WRITTEN TASK.
Which lines in the entries below contain the word "negative"? Select each of them and copy it in full.

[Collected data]
########################################
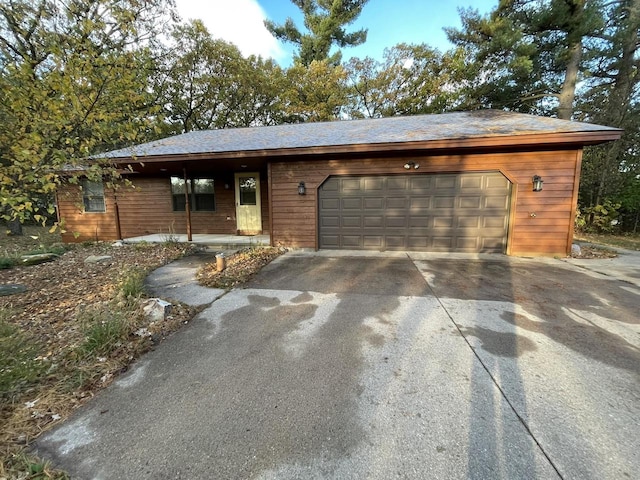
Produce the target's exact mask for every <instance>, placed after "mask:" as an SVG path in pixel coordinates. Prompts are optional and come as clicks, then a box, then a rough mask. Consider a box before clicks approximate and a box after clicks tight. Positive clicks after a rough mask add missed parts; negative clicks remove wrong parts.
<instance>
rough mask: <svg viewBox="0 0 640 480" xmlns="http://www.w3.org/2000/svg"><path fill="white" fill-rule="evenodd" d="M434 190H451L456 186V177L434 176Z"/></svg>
mask: <svg viewBox="0 0 640 480" xmlns="http://www.w3.org/2000/svg"><path fill="white" fill-rule="evenodd" d="M433 178H434V180H435V189H436V190H453V189H455V188H456V187H457V186H458V178H457V175H435V176H434V177H433Z"/></svg>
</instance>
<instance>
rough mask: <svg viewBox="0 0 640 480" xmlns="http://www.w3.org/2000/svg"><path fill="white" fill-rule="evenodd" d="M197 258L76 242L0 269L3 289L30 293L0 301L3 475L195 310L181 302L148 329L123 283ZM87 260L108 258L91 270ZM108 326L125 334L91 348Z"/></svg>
mask: <svg viewBox="0 0 640 480" xmlns="http://www.w3.org/2000/svg"><path fill="white" fill-rule="evenodd" d="M193 251H194V249H193V247H192V246H189V245H182V244H163V245H151V244H138V245H123V246H120V247H116V246H112V245H110V244H91V245H87V246H85V245H76V246H75V247H73V248H72V249H71V250H70V251H67V252H65V253H64V254H62V255H61V256H60V257H59V258H57V259H56V260H55V261H52V262H49V263H43V264H39V265H34V266H28V267H25V266H21V267H15V268H13V269H10V270H0V284H21V285H24V286H26V287H27V291H26V292H24V293H21V294H17V295H10V296H4V297H0V328H1V329H2V335H1V337H2V338H1V339H0V340H1V341H0V347H1V349H2V352H0V353H1V354H2V355H3V357H4V358H3V359H2V361H0V381H1V382H2V384H1V385H0V387H2V388H0V424H2V431H1V433H0V458H1V459H2V463H1V464H0V477H3V476H4V475H7V471H10V470H11V466H10V465H11V464H12V460H11V458H14V457H16V456H19V455H21V447H23V446H25V445H28V443H29V442H30V441H31V440H33V439H34V438H35V437H37V435H39V434H40V433H41V432H42V431H44V430H46V429H47V428H49V427H50V426H51V425H53V424H55V423H57V422H59V421H61V420H64V418H66V417H67V416H69V415H70V414H71V412H72V411H73V410H74V409H75V408H77V407H78V406H79V405H80V404H81V403H83V402H84V401H85V400H86V399H88V398H91V397H92V396H93V395H94V394H95V392H96V391H97V390H99V389H101V388H103V387H105V386H106V385H108V384H109V383H111V381H112V380H113V378H115V377H116V376H117V375H118V374H119V373H121V372H122V371H125V370H126V369H127V368H128V366H129V365H130V364H131V363H132V362H133V360H134V359H135V358H137V357H138V356H139V355H141V354H142V353H143V352H145V351H147V350H149V349H150V348H152V347H153V344H154V343H155V342H157V341H159V340H161V339H162V338H163V337H165V336H166V335H168V334H169V333H171V332H173V331H175V330H176V329H178V328H179V327H180V325H182V324H184V323H185V322H188V321H189V320H190V319H191V318H192V317H193V315H194V314H195V313H196V311H195V310H194V309H193V308H190V307H187V306H184V305H175V306H173V307H172V310H171V312H170V315H169V316H168V318H167V320H166V321H164V322H156V323H150V322H149V320H147V319H146V318H145V316H144V315H143V313H142V310H141V304H142V302H143V301H144V298H142V297H141V296H140V295H139V294H138V295H127V294H123V292H125V291H126V290H127V288H129V289H130V290H131V291H132V292H134V293H135V291H136V290H135V288H136V287H135V285H134V286H131V285H127V282H134V283H135V282H139V283H140V288H141V285H142V281H143V279H144V276H145V275H146V273H148V272H150V271H151V270H153V269H155V268H158V267H160V266H162V265H164V264H166V263H168V262H170V261H172V260H174V259H176V258H179V257H181V256H183V255H186V254H189V253H191V252H193ZM89 256H110V257H111V258H109V259H107V260H105V261H103V262H98V263H86V262H85V259H86V258H87V257H89ZM91 322H93V324H91ZM110 322H113V324H114V325H118V326H119V327H121V328H123V331H122V332H121V336H120V337H118V338H116V341H113V342H112V343H108V341H109V340H108V338H107V339H104V338H103V339H101V338H97V340H96V342H95V343H94V344H93V345H92V344H90V343H87V342H88V339H89V336H88V335H90V333H91V328H93V327H95V328H94V330H93V333H94V334H104V333H105V332H104V331H102V330H101V328H103V327H105V326H109V325H110ZM88 332H89V333H88ZM96 332H97V333H96ZM111 333H112V332H107V334H111ZM100 341H104V343H105V344H104V345H101V344H100V343H99V342H100ZM92 349H93V350H92ZM101 349H102V350H101ZM103 350H104V351H105V352H106V353H104V354H102V353H101V351H103ZM12 357H13V358H12Z"/></svg>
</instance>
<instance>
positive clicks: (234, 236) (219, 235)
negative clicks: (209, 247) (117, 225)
mask: <svg viewBox="0 0 640 480" xmlns="http://www.w3.org/2000/svg"><path fill="white" fill-rule="evenodd" d="M123 242H124V243H140V242H149V243H164V242H180V243H189V242H188V241H187V235H186V234H184V233H154V234H151V235H142V236H139V237H130V238H125V239H124V240H123ZM190 243H195V244H198V245H206V246H208V247H212V248H217V249H221V250H228V249H234V248H244V247H255V246H259V247H268V246H269V245H271V237H270V236H269V235H212V234H202V233H196V234H193V235H192V240H191V242H190Z"/></svg>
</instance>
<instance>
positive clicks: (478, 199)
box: [458, 196, 482, 210]
mask: <svg viewBox="0 0 640 480" xmlns="http://www.w3.org/2000/svg"><path fill="white" fill-rule="evenodd" d="M481 206H482V197H480V196H477V197H459V198H458V208H470V209H473V210H477V209H479V208H480V207H481Z"/></svg>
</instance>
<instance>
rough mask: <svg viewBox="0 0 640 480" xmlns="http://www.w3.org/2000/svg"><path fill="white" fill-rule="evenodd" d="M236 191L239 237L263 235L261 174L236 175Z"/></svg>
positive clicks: (237, 223) (244, 173)
mask: <svg viewBox="0 0 640 480" xmlns="http://www.w3.org/2000/svg"><path fill="white" fill-rule="evenodd" d="M235 189H236V222H237V230H238V235H259V234H261V233H262V214H261V208H260V174H259V173H253V172H251V173H236V175H235Z"/></svg>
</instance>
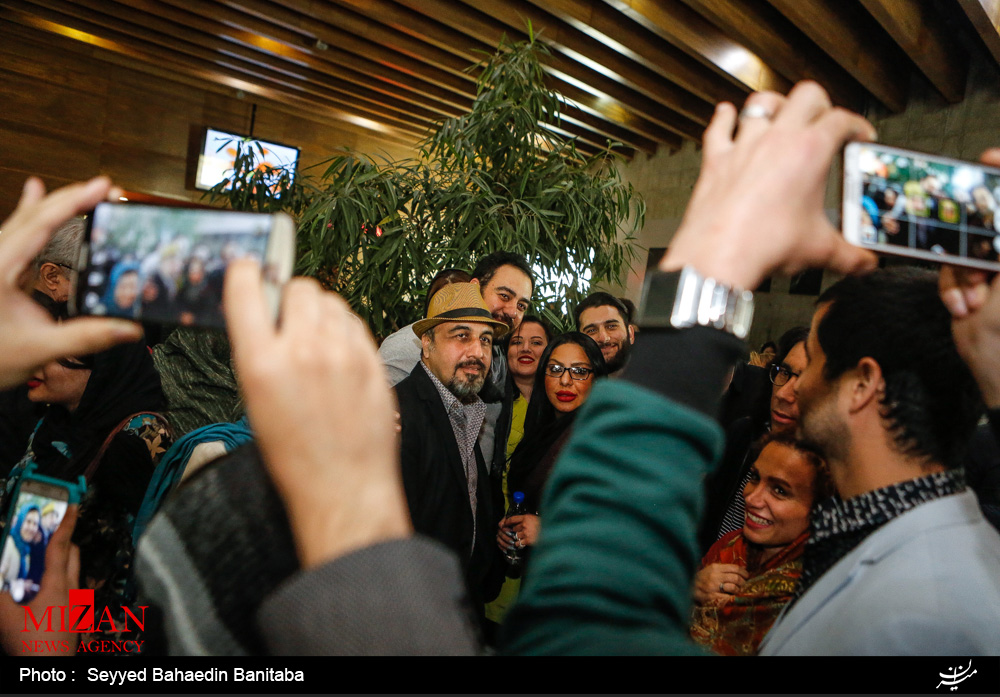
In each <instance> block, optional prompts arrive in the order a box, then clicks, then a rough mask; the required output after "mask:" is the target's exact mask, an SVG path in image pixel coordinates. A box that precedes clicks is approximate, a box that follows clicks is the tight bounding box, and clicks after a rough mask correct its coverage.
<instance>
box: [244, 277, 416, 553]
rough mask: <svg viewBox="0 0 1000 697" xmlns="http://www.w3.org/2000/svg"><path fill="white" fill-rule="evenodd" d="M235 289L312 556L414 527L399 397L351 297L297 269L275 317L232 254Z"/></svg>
mask: <svg viewBox="0 0 1000 697" xmlns="http://www.w3.org/2000/svg"><path fill="white" fill-rule="evenodd" d="M224 295H225V298H224V301H225V309H226V324H227V326H228V328H229V336H230V339H231V341H232V344H233V360H234V363H235V365H236V373H237V375H238V376H239V381H240V387H241V388H242V390H243V394H244V398H245V400H246V405H247V414H248V415H249V417H250V424H251V425H252V426H253V429H254V433H255V435H256V437H257V442H258V444H259V445H260V450H261V453H263V455H264V461H265V462H266V463H267V469H268V472H269V473H270V474H271V478H272V479H273V480H274V484H275V487H276V488H277V490H278V493H279V494H280V495H281V497H282V499H283V500H284V502H285V506H286V509H287V511H288V519H289V521H290V522H291V525H292V531H293V532H294V533H295V541H296V544H297V547H298V552H299V559H300V560H301V561H302V564H303V566H305V567H313V566H317V565H319V564H323V563H325V562H327V561H329V560H331V559H334V558H336V557H339V556H341V555H344V554H347V553H349V552H352V551H354V550H357V549H361V548H362V547H367V546H369V545H373V544H376V543H379V542H385V541H388V540H393V539H399V538H403V537H407V536H409V535H411V534H412V532H413V526H412V524H411V523H410V516H409V511H408V509H407V507H406V496H405V494H404V491H403V479H402V474H401V472H400V468H399V452H398V450H397V448H398V438H397V435H396V419H395V417H394V413H395V411H396V405H395V398H394V395H393V392H392V391H391V390H389V389H387V388H386V376H385V368H383V366H382V362H381V361H380V360H379V358H378V356H377V355H376V353H375V345H374V342H373V341H372V339H371V336H370V335H369V334H368V330H367V329H366V328H365V327H364V326H363V325H362V323H361V322H359V321H358V319H357V318H356V317H354V316H353V315H352V314H351V312H350V308H348V306H347V303H345V302H344V301H343V300H342V299H340V298H339V297H337V296H336V295H334V294H333V293H326V292H324V291H323V290H322V289H321V288H320V286H319V284H318V283H316V281H314V280H311V279H295V280H292V281H290V282H289V283H288V284H287V285H286V286H285V290H284V298H283V300H282V311H281V324H280V326H275V324H274V318H273V317H272V316H271V313H270V310H269V309H268V306H267V303H266V302H265V300H264V290H263V282H262V280H261V273H260V267H259V266H257V264H255V263H253V262H250V261H246V260H241V261H237V262H233V264H231V265H230V267H229V270H228V272H227V275H226V286H225V294H224Z"/></svg>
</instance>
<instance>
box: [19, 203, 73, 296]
mask: <svg viewBox="0 0 1000 697" xmlns="http://www.w3.org/2000/svg"><path fill="white" fill-rule="evenodd" d="M85 226H86V224H85V223H84V220H83V218H71V219H70V220H67V221H66V222H65V223H63V224H62V225H60V226H59V227H58V228H57V229H56V231H55V232H54V233H53V235H52V239H50V240H49V242H48V244H46V245H45V247H44V248H43V249H42V251H40V252H39V253H38V254H37V255H36V256H35V258H34V260H32V262H31V269H30V274H31V275H30V277H28V278H26V279H25V284H24V285H26V286H27V287H28V288H30V289H31V290H32V291H33V292H32V297H34V298H35V300H37V301H38V303H39V304H40V305H42V306H43V307H45V308H46V309H49V310H50V312H51V306H53V305H56V304H59V303H65V302H66V301H67V300H69V294H70V292H71V290H72V289H71V287H70V279H71V274H72V273H73V268H74V267H75V266H76V264H77V261H78V256H79V254H80V242H81V240H82V239H83V230H84V227H85Z"/></svg>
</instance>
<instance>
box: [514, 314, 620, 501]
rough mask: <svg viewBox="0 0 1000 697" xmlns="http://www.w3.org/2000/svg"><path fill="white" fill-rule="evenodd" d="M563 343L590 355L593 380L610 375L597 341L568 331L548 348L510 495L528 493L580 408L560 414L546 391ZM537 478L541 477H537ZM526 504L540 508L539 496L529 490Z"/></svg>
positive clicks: (517, 451) (542, 354)
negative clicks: (539, 506) (554, 448)
mask: <svg viewBox="0 0 1000 697" xmlns="http://www.w3.org/2000/svg"><path fill="white" fill-rule="evenodd" d="M562 344H577V345H579V346H580V348H582V349H583V351H584V353H586V354H587V359H588V360H589V361H590V365H591V366H592V367H593V369H594V374H593V376H592V377H591V379H592V380H596V379H597V378H601V377H604V376H606V375H607V374H608V367H607V363H605V362H604V355H603V354H602V353H601V349H600V347H599V346H598V345H597V342H595V341H594V340H593V339H591V338H590V337H589V336H587V335H586V334H583V333H582V332H566V333H565V334H560V335H559V336H557V337H556V338H555V339H553V340H552V341H551V342H549V345H548V346H546V347H545V351H544V352H543V353H542V356H541V358H540V359H539V360H538V370H537V371H536V372H535V384H534V386H533V387H532V388H531V400H530V401H529V402H528V410H527V413H526V414H525V417H524V437H523V438H522V439H521V442H520V443H518V444H517V448H515V449H514V453H513V454H512V455H511V459H510V470H509V471H508V473H507V490H508V491H510V492H515V491H524V490H525V487H526V484H527V483H528V480H529V478H531V475H532V473H533V472H534V471H535V468H536V467H538V465H539V464H540V463H541V462H542V461H543V460H544V459H545V456H546V455H547V454H548V452H549V450H550V449H551V448H552V446H553V445H554V444H555V443H556V442H557V441H558V440H559V439H560V438H561V437H562V436H563V434H565V433H566V431H567V430H568V429H569V428H570V426H572V425H573V421H574V420H575V419H576V414H577V412H578V411H579V409H576V410H574V411H571V412H569V413H568V414H560V413H559V412H557V411H556V409H555V407H553V406H552V403H551V402H550V401H549V397H548V394H547V393H546V391H545V366H547V365H548V364H549V358H551V357H552V351H553V350H554V349H555V348H556V347H558V346H561V345H562ZM533 479H537V478H533ZM524 493H525V504H526V505H527V506H528V508H529V509H536V508H537V501H535V500H533V499H537V496H529V492H527V491H525V492H524Z"/></svg>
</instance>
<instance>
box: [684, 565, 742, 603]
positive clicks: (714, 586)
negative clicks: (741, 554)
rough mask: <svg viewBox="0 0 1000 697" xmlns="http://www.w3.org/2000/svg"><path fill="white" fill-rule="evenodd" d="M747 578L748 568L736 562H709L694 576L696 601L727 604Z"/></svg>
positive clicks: (694, 600) (694, 593) (706, 602)
mask: <svg viewBox="0 0 1000 697" xmlns="http://www.w3.org/2000/svg"><path fill="white" fill-rule="evenodd" d="M746 580H747V570H746V569H744V568H743V567H742V566H738V565H736V564H709V565H708V566H706V567H705V568H703V569H701V570H700V571H699V572H698V573H697V574H695V576H694V602H695V603H696V604H698V605H725V604H726V603H728V602H729V601H730V600H732V598H733V595H734V594H735V593H736V592H737V591H739V589H740V588H741V587H742V586H743V584H744V583H745V582H746Z"/></svg>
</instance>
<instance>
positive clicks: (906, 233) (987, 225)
mask: <svg viewBox="0 0 1000 697" xmlns="http://www.w3.org/2000/svg"><path fill="white" fill-rule="evenodd" d="M867 154H868V157H866V158H864V161H863V164H862V170H863V172H864V174H865V182H866V183H865V190H864V195H863V196H862V198H861V206H862V209H863V214H862V217H863V227H864V230H863V231H862V236H863V238H864V239H865V240H866V241H867V242H879V243H881V244H891V245H897V246H902V247H908V248H910V249H916V250H922V251H926V252H930V253H933V254H951V255H959V256H968V257H970V258H973V259H978V260H980V261H987V262H997V261H1000V230H998V229H997V225H996V214H997V196H998V195H1000V175H997V174H995V173H991V172H987V173H980V172H977V171H975V170H974V169H972V168H970V167H962V166H955V165H942V164H935V165H934V166H932V165H931V164H929V163H928V162H926V161H921V160H919V159H917V158H914V157H911V156H903V155H899V154H897V153H891V152H886V153H882V154H881V156H876V155H875V154H874V153H867Z"/></svg>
########################################
TASK RESPONSE.
Produce the target's exact mask for every <instance>, placed after "mask:" as an SVG path in pixel coordinates. Prompts are optional and come as clicks, then a box, then a rough mask. Consider a box before clicks approximate and a box after clicks tight. Positive clicks after a rough mask add missed parts; negative clicks remove wrong parts.
negative clicks: (209, 247) (117, 225)
negative clicks: (539, 506) (554, 448)
negative clicks: (741, 554)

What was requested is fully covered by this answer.